▶ **EXERCISE DIRECTIONS**
All of the lines below are to be transcribed faithfully, with pictures excluded from the copy.

Collected data:
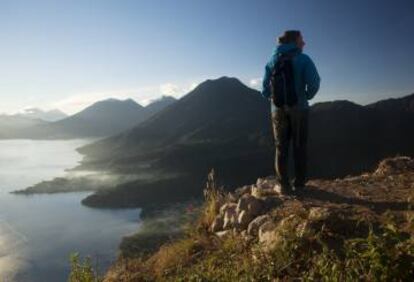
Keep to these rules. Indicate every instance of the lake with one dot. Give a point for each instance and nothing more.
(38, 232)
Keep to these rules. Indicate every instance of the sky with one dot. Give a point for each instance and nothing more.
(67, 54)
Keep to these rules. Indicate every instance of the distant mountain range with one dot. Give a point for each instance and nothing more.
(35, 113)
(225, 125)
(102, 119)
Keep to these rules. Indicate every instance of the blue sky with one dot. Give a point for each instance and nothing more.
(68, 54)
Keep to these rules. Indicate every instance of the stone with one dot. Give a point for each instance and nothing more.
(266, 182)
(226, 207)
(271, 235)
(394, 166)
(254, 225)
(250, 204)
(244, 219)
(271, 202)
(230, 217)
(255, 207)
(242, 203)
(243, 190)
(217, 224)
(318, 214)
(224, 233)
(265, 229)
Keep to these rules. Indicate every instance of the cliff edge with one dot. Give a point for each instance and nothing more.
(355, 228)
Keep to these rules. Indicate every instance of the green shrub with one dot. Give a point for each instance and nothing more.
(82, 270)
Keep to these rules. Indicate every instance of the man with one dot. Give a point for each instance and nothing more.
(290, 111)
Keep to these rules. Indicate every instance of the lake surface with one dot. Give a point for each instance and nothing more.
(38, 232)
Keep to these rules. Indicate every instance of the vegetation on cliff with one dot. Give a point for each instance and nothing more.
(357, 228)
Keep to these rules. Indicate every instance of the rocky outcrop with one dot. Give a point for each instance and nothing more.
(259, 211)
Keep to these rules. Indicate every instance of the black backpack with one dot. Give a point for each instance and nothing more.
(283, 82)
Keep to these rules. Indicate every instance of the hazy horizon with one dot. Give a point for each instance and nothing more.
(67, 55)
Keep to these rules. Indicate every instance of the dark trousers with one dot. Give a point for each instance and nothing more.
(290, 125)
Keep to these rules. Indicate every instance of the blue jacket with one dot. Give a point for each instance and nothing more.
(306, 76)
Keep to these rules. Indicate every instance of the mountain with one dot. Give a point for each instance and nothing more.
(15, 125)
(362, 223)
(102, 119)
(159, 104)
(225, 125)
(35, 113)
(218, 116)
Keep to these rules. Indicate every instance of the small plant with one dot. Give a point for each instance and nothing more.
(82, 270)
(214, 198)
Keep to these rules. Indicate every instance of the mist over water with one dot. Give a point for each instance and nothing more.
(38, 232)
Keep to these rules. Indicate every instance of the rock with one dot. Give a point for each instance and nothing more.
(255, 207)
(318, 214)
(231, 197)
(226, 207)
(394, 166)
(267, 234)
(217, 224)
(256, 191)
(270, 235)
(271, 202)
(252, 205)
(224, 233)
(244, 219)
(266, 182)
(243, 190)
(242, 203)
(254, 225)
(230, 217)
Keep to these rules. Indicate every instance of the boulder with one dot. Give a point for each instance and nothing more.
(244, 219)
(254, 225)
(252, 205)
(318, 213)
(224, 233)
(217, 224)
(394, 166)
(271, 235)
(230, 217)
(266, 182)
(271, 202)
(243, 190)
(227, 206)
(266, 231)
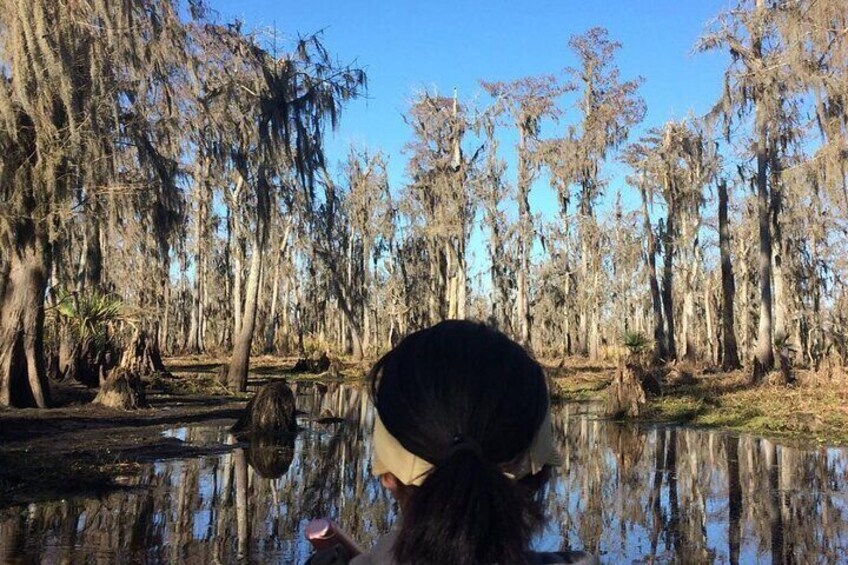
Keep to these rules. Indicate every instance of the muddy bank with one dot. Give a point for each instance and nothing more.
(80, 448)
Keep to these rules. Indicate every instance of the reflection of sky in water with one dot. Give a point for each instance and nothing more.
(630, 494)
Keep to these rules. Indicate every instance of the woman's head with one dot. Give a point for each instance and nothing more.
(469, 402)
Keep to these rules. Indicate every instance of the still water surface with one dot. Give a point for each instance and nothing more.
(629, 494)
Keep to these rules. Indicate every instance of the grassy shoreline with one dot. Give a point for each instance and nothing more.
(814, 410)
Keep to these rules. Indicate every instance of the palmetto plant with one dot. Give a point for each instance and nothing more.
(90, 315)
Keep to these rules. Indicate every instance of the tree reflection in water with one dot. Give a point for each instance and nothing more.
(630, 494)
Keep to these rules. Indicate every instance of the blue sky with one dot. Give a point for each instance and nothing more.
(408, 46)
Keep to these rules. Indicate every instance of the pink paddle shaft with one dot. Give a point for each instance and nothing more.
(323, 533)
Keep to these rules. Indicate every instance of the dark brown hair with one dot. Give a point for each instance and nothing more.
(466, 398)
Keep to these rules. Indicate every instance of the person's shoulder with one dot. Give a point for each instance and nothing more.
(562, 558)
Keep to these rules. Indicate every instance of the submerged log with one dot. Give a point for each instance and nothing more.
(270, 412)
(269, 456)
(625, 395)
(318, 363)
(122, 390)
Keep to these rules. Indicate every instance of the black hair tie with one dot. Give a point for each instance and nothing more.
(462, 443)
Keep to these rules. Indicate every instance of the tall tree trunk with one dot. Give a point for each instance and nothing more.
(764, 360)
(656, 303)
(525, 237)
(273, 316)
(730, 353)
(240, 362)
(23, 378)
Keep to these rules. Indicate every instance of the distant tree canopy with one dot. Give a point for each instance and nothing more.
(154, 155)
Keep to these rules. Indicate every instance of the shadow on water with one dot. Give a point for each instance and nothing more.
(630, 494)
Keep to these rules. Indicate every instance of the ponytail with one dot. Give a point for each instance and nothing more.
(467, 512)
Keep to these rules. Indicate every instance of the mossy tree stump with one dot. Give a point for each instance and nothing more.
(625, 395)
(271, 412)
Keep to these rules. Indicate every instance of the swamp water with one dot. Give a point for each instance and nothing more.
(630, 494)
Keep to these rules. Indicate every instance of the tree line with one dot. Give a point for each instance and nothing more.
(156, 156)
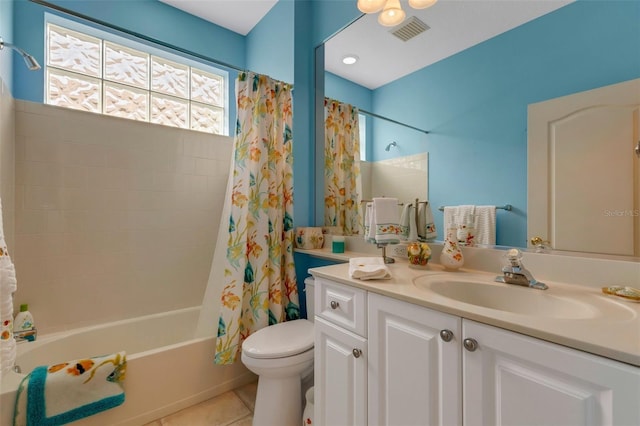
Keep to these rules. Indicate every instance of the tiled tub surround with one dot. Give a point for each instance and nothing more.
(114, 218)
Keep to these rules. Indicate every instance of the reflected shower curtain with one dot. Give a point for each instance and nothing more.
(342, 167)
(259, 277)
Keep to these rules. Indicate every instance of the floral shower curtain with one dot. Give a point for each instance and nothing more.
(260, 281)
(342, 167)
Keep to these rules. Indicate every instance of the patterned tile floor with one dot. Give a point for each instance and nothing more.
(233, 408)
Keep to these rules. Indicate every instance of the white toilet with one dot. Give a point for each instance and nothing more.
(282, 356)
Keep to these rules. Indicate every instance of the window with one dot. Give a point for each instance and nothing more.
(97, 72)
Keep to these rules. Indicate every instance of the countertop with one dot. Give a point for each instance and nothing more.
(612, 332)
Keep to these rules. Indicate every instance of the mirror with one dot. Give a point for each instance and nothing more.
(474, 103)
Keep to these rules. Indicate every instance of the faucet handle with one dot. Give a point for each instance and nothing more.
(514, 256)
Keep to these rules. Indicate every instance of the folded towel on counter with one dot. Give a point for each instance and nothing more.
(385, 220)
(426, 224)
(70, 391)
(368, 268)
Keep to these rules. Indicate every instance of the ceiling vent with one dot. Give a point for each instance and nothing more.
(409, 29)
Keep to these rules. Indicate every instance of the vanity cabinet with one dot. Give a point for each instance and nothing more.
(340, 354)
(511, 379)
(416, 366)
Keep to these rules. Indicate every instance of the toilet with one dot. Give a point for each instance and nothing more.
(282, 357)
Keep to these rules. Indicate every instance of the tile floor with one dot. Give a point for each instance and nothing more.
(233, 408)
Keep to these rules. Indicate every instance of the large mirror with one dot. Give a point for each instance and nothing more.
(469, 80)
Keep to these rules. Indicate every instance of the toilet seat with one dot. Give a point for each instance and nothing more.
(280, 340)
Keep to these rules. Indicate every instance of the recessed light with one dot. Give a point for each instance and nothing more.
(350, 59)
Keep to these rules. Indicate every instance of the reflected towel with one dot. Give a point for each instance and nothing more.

▶ **RESULT OF THE TASK**
Keep to these rules. Indicate every instance of the lake with one dot. Give a point for each instance and nothing more.
(38, 232)
Keep to these rules. Indicate every instance of the sky with one dot. Give a point for each instance and nothing more.
(67, 54)
Keep to these rules. Indicate every instance of the distant mountain range with one dot. Give a point for each instance and nothing more.
(35, 113)
(225, 125)
(102, 119)
Keep to these rules. Indicate every instance of the blue sky with one dot. Give a point for each instance and nothing more.
(68, 54)
Keep to these rules. Indicate every instance of the stone with one dot. Give a point for each instance and nothing more.
(266, 182)
(226, 207)
(271, 235)
(394, 166)
(254, 225)
(250, 204)
(244, 219)
(271, 202)
(230, 217)
(255, 207)
(242, 203)
(243, 190)
(217, 224)
(318, 214)
(224, 233)
(265, 229)
Keep to these rules. Indicate every instance of the cliff edge with one dot. Give a point for each instance and nothing more.
(355, 228)
Keep to these rules. Indicate every instance of the green shrub with one dot. Give a point for each instance and nothing more.
(82, 270)
Keep to these rules. Indicate every instance of the man with one dot. Give a point for each instance and nothing more.
(290, 111)
Keep to these rules. Indicate every instance of the lake surface with one dot. Give a point for each instance and nothing more.
(38, 232)
Keep to these rules. Indicate every instance of the vegetation on cliff with one dot. Give a point for each instance and nothing more.
(357, 228)
Keep to these rules. Indicate every instance of the rocky outcrop with one dot. Give a point for each instance and nothing more.
(259, 211)
Keep to these rules. Indicate every instance of the black backpack with one dot. Give a point for each instance and nothing more.
(283, 82)
Keep to these rules. Indicate every instance of the hazy horizon with one dot. Give a point for each instance and nothing more.
(67, 55)
Keep to these rules. Indicate every instance of the dark trousers with one dot. Give a point for each instance and nothing more.
(290, 125)
Keep to these rules. Indicate every instance of the blue jacket with one dot. Give a point for each instance and nothing more.
(306, 76)
Keep to these rules. Indicate every instance of the mountain with one dot. Give a point for each instance and nothing more.
(15, 125)
(362, 223)
(102, 119)
(159, 104)
(225, 125)
(35, 113)
(218, 116)
Keep to these rules. Indicate every instance of the small plant with one dot. Give a point for each instance and nothing more.
(82, 270)
(214, 198)
Keep to these rules. Indicate every instance of the mist over water with one dot. Give a point for each instance and nothing more.
(38, 232)
Keep to these rules. Indicate every instance of the rock with one dot. Give a point for each instance and nothing more.
(255, 207)
(318, 214)
(231, 197)
(226, 207)
(394, 166)
(267, 234)
(217, 224)
(256, 191)
(270, 235)
(271, 202)
(252, 205)
(224, 233)
(244, 219)
(266, 182)
(243, 190)
(242, 203)
(254, 225)
(230, 217)
Keep to these rules. Indicate every instance of the boulder with one dot. Give a point for each instance and nothing more.
(244, 219)
(254, 225)
(252, 205)
(318, 213)
(224, 233)
(217, 224)
(394, 166)
(271, 235)
(230, 217)
(266, 182)
(271, 202)
(243, 190)
(227, 206)
(266, 231)
Keep to these rules. Indicate every instance of the muddy bank with one dot. Give a point for each instance and nothing more.
(80, 448)
Keep to these rules. Indicate every instance of the reflection of sky in water with one dot. Give a point for each instance and nothing more.
(630, 494)
Keep to these rules. Indicate every instance of the woman's head with one dot. Give a point for each instance and nothing more.
(469, 402)
Keep to these rules. Indicate every instance of the still water surface with one dot. Give a point for each instance and nothing more.
(629, 494)
Keep to these rules. Indicate every instance of the grassy shoreline with one dot. Give a point for each instance and nothing more.
(814, 410)
Keep to these rules. Indicate every instance of the palmetto plant with one dot. Give a point for each instance and nothing more.
(90, 315)
Keep to these rules. Indicate every instance of the tree reflection in water with one dot. Give a point for each instance and nothing more.
(630, 494)
Keep to these rules. Indicate every instance of the blue sky with one dot. Give a point for each instance and nothing more.
(408, 46)
Keep to these rules. Indicate every instance of the pink paddle shaft with one dot. Give a point for each instance and nothing more.
(323, 533)
Keep to these rules. Indicate every instance of the dark brown hair with one dot. Give a point for each instance and nothing more.
(466, 398)
Keep to these rules. Indicate every instance of the person's shoulder with one dot. Give a point for each instance and nothing more.
(562, 558)
Keep to these rules. Indicate every instance of the submerged log with one dot. Give a point for each instance and nothing more.
(270, 412)
(269, 456)
(625, 395)
(318, 363)
(122, 390)
Keep to these rules. Indicate every instance of the black hair tie with one dot. Give a point for each instance and nothing more.
(462, 443)
Keep to these rules. Indicate every instance of the tall tree trunk with one dot. Give a point for each instance and nothing more.
(764, 360)
(656, 303)
(525, 237)
(273, 316)
(730, 353)
(240, 362)
(23, 378)
Keep to these rules. Indicate every instance of the distant tree canopy with one dot. Give a point for each instance and nothing more.
(154, 155)
Keep to these rules. Indicate every instance of the shadow on water with one dot. Give a point for each instance and nothing more.
(630, 494)
Keep to these rules. Indicate every instance of the ponytail with one dot. Give a point for each instance and nothing more.
(467, 512)
Keep to these rules. Indicate every instance of the mossy tree stump with one dot. Give a point for each instance and nothing more.
(625, 395)
(271, 412)
Keep to these rules. Indicate every instance of the swamp water with one dot. Give a point for each instance and nothing more.
(630, 494)
Keep to these rules. Indicate every instance of the tree line with one dot. Give a point for each instance and nothing more.
(156, 156)
Keep to these rules. Indicate every instance of the tiled tub surround with one dot. Give a point for each instance and nothing more.
(114, 218)
Keep to these rules. Indicate every instance of the reflected shower curtain with one dot. Give a point for each instance and nothing more.
(342, 167)
(259, 277)
Keep to these rules. Indicate every instance of the floral shower curtain with one dot. Give a point for each instance and nothing more.
(260, 281)
(342, 167)
Keep to these rules. Indicate every instance of the patterned tile floor with one dot. Give a point for each instance and nothing more.
(233, 408)
Keep to these rules. Indicate every instance of the white toilet with one dot. Give a point for each instance and nothing more.
(282, 356)
Keep to these rules. Indicate every instance of the window with one dot. Give a point for each instance and nothing more.
(97, 72)
Keep to these rules. Indicate every instance of the countertop with one dot. Give a point for each instance and nothing more.
(612, 332)
Keep to these rules. Indicate every instance of the mirror with one dot. Give a point for each instance and nothing more.
(474, 103)
Keep to these rules. Indicate every instance of the faucet handle with one dot. Give a point for each instance and nothing more.
(514, 256)
Keep to these rules. Indicate every instance of the folded towel on counter with one dot. Give a point for each instance and nothing more.
(385, 220)
(426, 224)
(70, 391)
(368, 268)
Keep to these rules. Indicate every instance of the ceiling vent with one dot. Give a point for each instance and nothing more.
(409, 29)
Keep to these rules. Indicate every instance of the vanity cabinet with one dot. Give a point for each instance and nothing more.
(340, 354)
(511, 379)
(416, 366)
Keep to these rules. Indicate every instance of the toilet with one dot. Give a point for each instance and nothing more.
(282, 357)
Keep to these rules. Indicate every instance of the tile floor with one dot. Give a point for each instance and nothing more.
(233, 408)
Keep to these rules. Indicate every instance of the large mirror with one dot. Give a point for each instance and nothing more.
(469, 80)
Keep to these rules. Indicate every instance of the toilet seat with one dot. Give a point for each instance and nothing more.
(280, 340)
Keep to these rules. Indicate every instance of the recessed light with one dot. Give a point for each instance and nothing more.
(350, 59)
Keep to these rules. Indicate every instance of the reflected towel with one dot. Give a point for each instance and nothing more.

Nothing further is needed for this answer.